→ What is being asked
Go through the entries below and copy every line that holds the word "into".

[Records from a data collection]
● ● ● ● ●

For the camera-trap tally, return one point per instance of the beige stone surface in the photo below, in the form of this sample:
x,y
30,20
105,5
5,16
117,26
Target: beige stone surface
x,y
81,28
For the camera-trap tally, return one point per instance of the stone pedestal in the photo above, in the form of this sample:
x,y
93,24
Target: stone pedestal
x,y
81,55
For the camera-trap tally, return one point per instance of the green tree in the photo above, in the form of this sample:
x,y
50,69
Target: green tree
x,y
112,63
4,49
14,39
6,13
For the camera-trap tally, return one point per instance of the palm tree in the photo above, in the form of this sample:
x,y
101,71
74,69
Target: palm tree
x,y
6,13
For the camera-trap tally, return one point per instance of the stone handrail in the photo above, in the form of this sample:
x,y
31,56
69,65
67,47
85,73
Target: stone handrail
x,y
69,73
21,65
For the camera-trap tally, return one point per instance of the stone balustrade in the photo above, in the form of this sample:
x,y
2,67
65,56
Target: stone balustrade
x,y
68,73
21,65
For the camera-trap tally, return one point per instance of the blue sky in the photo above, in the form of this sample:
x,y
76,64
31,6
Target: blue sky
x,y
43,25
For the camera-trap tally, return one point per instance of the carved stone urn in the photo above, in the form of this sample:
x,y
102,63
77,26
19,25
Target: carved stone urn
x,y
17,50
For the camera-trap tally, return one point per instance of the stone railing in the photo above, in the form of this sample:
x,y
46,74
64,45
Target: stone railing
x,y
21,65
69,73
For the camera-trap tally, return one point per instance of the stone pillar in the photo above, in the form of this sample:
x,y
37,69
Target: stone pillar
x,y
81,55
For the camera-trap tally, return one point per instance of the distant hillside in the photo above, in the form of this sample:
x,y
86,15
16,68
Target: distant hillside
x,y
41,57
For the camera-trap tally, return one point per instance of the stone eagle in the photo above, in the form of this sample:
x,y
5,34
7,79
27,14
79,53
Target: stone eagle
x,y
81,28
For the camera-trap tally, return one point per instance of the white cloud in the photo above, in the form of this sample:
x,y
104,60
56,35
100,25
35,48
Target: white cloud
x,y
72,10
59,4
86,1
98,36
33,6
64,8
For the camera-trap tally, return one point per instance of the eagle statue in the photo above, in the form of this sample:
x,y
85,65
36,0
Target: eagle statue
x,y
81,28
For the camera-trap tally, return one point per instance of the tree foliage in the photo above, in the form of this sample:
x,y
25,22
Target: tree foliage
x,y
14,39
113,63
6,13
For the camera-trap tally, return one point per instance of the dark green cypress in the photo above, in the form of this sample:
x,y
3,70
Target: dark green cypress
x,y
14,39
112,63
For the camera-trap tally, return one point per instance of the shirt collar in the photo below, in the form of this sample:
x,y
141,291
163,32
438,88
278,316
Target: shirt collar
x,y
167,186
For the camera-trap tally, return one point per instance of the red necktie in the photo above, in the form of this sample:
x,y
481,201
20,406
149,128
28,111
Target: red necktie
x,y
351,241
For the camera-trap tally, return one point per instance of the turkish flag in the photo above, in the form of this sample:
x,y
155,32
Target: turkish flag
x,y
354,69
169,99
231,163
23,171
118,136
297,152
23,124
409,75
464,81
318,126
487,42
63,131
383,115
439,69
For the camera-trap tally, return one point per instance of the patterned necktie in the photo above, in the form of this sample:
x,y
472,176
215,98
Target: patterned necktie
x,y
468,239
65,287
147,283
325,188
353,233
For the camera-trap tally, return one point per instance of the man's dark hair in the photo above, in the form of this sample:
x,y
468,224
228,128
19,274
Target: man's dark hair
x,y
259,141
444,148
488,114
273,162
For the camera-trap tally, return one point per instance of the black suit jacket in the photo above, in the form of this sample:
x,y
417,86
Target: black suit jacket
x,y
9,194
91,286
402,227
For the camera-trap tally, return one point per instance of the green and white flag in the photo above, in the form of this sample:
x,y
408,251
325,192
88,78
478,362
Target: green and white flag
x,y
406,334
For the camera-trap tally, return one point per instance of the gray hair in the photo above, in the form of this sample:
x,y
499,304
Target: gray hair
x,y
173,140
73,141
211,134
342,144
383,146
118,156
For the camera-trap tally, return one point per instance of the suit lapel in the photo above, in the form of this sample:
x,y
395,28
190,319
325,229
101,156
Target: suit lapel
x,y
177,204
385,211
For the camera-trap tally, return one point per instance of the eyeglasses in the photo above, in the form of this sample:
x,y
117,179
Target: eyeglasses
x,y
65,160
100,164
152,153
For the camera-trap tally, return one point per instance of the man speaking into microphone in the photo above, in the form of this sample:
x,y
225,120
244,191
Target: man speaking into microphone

● ● ● ● ●

→ Answer to the problem
For the camera-trap tally, return one point per instance of the man speaking into microphone in the photo above, in the form of this sample:
Target: man speaking into microphone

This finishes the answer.